◆ Aim of the exercise
Quote every line below exactly and skip any picture.

◆ Provided material
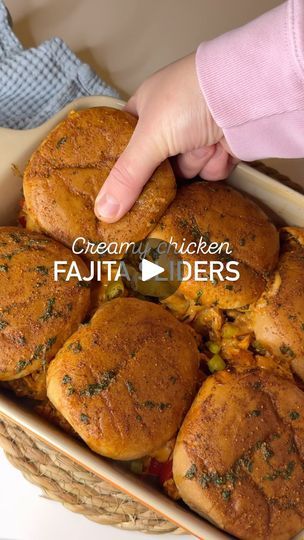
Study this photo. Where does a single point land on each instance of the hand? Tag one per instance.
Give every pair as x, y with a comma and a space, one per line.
173, 120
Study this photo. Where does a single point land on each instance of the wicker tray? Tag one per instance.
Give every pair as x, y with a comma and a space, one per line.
78, 490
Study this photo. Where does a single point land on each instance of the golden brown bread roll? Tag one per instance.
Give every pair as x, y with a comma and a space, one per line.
66, 172
239, 455
48, 411
278, 317
218, 213
125, 381
37, 314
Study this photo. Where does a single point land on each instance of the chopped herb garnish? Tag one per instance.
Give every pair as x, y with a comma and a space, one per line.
164, 406
191, 472
266, 451
284, 473
226, 494
294, 415
84, 284
42, 270
21, 365
130, 387
229, 287
255, 412
50, 342
20, 340
84, 418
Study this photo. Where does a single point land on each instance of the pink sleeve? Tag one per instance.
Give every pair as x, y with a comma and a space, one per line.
253, 81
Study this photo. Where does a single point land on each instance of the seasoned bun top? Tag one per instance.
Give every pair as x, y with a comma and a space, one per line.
278, 317
239, 455
126, 380
37, 314
66, 172
218, 213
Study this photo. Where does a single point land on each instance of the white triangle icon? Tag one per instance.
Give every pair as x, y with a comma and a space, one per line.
150, 270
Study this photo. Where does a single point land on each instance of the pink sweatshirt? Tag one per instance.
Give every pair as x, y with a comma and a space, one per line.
253, 81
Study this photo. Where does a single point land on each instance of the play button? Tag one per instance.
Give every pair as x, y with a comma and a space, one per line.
149, 270
153, 269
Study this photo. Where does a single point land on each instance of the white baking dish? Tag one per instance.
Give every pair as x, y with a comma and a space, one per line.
15, 149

◆ Task output
Study this photo. Where does a single point land on each instance of the hand? Tag one per instance.
Give every pair as x, y with a comma and a space, one per line.
173, 120
Study this photo. Where does a single point land on each instance of the wicker tray? Tag one per instance.
Give every pair as x, y with a comma and a space, one per line.
78, 490
Study this photo. Where does a single point land on each instance of the golden brown bread roll? Tag one per instance.
Give every pair as x, y with a comma and a space, one per line.
66, 172
239, 455
48, 411
278, 317
218, 213
125, 381
37, 314
Study this photo. Where does a single point land on each instance of the chopped herb garnish? Tag one per instance.
Give every pair as x, y with a comma and a space, one per line.
164, 406
191, 472
266, 451
284, 473
226, 494
294, 415
84, 284
42, 270
21, 365
130, 387
229, 287
255, 412
50, 342
20, 340
84, 418
Study this photo. Where does a single point land on each instance of the pink sleeve? Tag one per instance.
Give every pair as x, y with a comma and a space, one per line.
253, 81
Study this photo. Where does a single point land on each instance of the seasoned bun top? Tag one per instance.
Give every pair as x, y with a comma and a space, one per line.
278, 317
239, 455
126, 380
37, 314
66, 172
218, 213
Study this photo. Where does a single point land on each instance of the white triangle icon? Tag one per instance.
Give every pair as x, y with a comma and a space, one per line.
150, 270
Study this photo. Where does a single point land on each instance of the pink sweatshirt? Tag one per instance.
Give every pair as x, y with a comma and a space, one per line.
253, 81
Study this photo. Where does a single point land on each instance of the play button? Tag one per instance.
Give every pair as x, y with a comma and a space, one per line.
149, 270
153, 269
Study this photo. Where does a single point land on each instance of the white baking dish? Tag one per instance.
Give every pair as x, y with a comma and a space, one per line.
15, 149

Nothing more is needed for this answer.